[REQUIRED WORK]:
Pull out every line below that contains the string "postcard", copying each one in full. Case counts.

[RECORDED INFORMATION]:
BEGIN
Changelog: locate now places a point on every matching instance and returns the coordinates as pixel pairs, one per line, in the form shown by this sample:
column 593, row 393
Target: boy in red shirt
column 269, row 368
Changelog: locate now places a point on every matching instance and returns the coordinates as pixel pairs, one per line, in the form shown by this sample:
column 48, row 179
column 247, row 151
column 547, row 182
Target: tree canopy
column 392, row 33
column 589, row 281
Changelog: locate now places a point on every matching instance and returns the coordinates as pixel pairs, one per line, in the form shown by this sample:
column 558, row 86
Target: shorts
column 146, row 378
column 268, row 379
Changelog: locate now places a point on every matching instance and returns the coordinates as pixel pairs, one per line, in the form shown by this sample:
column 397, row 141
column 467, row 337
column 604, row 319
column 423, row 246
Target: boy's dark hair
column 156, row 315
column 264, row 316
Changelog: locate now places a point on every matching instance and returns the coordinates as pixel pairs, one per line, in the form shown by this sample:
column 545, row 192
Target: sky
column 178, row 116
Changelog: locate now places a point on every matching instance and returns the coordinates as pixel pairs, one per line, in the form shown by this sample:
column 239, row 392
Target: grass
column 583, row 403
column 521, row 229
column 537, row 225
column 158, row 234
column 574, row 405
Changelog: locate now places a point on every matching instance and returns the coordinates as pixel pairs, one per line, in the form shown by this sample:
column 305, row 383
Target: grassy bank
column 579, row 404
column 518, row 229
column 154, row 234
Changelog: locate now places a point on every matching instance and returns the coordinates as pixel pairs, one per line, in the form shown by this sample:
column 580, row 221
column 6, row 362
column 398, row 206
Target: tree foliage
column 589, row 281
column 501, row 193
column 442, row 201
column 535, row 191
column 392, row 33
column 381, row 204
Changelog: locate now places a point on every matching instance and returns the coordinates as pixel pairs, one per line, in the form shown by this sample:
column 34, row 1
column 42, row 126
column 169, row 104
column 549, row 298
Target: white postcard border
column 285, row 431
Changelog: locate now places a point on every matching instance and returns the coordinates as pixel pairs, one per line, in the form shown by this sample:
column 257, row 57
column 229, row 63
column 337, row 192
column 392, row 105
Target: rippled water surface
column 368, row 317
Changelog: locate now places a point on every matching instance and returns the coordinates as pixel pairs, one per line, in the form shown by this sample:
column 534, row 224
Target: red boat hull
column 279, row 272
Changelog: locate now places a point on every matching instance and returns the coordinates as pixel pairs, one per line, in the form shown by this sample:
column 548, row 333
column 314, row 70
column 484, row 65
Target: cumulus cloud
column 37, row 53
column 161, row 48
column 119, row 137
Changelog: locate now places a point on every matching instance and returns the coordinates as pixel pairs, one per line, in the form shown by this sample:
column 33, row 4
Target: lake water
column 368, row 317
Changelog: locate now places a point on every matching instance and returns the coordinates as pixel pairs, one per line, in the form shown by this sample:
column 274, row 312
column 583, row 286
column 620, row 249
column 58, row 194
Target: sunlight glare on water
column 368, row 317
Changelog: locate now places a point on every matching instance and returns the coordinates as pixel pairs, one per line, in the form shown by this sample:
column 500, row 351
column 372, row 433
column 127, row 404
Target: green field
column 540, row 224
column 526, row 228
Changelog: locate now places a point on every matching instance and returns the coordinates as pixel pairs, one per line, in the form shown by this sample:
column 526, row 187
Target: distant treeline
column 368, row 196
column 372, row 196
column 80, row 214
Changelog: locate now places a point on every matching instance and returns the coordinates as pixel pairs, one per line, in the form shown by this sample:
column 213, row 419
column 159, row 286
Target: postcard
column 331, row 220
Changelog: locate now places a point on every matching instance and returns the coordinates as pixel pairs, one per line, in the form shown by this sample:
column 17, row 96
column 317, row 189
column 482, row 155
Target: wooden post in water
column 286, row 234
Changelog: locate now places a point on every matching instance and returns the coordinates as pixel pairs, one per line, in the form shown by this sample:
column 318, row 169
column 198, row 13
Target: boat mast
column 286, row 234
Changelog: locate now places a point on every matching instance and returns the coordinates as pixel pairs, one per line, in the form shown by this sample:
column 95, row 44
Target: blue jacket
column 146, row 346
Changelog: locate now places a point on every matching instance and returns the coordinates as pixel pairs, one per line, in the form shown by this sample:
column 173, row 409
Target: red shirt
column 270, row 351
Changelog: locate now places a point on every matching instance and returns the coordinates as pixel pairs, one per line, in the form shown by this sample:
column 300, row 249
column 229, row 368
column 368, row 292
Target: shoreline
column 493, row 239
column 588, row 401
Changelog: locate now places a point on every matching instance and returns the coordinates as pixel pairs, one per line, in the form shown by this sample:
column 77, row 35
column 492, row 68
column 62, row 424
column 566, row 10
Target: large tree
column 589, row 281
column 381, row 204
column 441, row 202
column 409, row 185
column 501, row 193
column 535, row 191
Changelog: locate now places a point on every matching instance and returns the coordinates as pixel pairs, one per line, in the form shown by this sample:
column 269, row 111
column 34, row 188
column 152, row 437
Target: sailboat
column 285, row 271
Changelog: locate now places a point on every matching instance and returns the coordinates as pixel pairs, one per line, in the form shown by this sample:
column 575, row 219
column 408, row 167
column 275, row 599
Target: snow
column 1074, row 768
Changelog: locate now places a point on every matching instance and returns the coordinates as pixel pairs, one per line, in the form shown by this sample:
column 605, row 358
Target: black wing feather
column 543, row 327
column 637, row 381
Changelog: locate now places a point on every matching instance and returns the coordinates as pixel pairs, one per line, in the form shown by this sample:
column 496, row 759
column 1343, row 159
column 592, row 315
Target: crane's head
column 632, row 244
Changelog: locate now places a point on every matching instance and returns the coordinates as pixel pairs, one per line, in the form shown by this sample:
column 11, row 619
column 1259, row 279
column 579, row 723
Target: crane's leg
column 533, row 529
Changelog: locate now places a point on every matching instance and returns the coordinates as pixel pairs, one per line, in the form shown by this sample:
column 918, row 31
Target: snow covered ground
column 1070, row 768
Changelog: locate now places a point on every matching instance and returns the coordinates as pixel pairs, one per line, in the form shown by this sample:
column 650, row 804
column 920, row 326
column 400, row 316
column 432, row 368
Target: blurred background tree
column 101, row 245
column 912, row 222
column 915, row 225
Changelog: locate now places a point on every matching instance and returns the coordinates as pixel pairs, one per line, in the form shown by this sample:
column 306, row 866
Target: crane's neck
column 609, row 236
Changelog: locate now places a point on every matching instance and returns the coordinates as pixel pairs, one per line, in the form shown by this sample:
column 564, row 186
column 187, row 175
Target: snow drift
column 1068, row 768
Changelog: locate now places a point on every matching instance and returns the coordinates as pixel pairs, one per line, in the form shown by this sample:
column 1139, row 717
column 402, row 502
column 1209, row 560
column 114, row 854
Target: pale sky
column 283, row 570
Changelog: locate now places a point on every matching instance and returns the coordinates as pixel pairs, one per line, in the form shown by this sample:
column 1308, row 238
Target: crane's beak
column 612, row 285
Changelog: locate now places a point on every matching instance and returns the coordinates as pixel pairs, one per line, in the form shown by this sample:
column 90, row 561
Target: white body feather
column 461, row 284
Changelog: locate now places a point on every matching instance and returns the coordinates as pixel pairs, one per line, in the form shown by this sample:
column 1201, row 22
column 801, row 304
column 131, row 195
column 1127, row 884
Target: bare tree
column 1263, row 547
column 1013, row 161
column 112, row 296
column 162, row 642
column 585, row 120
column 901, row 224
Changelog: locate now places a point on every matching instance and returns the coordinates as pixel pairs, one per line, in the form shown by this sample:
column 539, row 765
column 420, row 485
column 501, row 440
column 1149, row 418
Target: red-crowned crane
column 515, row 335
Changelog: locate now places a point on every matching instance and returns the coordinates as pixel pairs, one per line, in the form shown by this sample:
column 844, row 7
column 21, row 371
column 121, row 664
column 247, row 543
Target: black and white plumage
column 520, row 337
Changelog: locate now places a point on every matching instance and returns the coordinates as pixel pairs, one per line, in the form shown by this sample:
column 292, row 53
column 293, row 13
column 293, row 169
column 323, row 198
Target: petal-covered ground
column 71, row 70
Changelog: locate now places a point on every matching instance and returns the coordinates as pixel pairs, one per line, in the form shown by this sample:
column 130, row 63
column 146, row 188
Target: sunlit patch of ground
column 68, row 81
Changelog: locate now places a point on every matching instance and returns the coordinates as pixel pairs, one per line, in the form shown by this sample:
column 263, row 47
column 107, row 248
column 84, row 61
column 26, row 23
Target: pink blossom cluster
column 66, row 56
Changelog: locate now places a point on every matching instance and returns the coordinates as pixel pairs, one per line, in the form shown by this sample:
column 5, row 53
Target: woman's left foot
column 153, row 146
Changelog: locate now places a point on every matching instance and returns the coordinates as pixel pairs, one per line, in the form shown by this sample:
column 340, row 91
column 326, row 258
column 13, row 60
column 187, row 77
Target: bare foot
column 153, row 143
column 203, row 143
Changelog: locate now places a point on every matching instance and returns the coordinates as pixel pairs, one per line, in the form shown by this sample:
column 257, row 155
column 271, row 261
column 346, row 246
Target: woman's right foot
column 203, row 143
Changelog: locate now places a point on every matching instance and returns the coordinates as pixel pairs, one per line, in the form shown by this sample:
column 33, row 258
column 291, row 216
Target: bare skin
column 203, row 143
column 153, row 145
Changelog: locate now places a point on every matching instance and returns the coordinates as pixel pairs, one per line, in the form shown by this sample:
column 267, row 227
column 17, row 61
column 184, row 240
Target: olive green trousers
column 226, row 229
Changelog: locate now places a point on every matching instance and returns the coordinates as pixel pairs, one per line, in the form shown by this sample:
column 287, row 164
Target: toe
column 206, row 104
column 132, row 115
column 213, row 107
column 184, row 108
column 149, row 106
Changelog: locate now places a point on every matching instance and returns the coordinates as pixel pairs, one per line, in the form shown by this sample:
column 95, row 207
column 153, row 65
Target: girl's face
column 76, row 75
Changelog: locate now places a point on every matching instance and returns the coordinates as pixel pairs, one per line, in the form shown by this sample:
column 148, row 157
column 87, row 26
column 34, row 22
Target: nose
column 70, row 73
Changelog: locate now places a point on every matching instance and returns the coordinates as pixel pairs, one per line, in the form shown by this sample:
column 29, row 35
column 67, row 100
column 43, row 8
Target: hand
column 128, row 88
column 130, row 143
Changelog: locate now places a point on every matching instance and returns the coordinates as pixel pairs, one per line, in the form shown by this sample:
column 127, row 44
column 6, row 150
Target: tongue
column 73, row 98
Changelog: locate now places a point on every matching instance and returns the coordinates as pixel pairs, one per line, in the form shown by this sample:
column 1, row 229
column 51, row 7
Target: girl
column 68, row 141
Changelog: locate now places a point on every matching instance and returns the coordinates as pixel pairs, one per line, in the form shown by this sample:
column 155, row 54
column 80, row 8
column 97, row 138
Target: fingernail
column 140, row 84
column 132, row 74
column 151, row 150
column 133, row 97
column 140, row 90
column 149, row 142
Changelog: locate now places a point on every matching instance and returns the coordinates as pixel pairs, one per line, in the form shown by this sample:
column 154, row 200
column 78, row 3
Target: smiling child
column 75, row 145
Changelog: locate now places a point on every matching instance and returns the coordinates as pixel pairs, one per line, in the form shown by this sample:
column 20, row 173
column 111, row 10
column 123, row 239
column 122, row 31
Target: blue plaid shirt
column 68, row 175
END
[TASK ANSWER]:
Target: white postcard border
Target: postcard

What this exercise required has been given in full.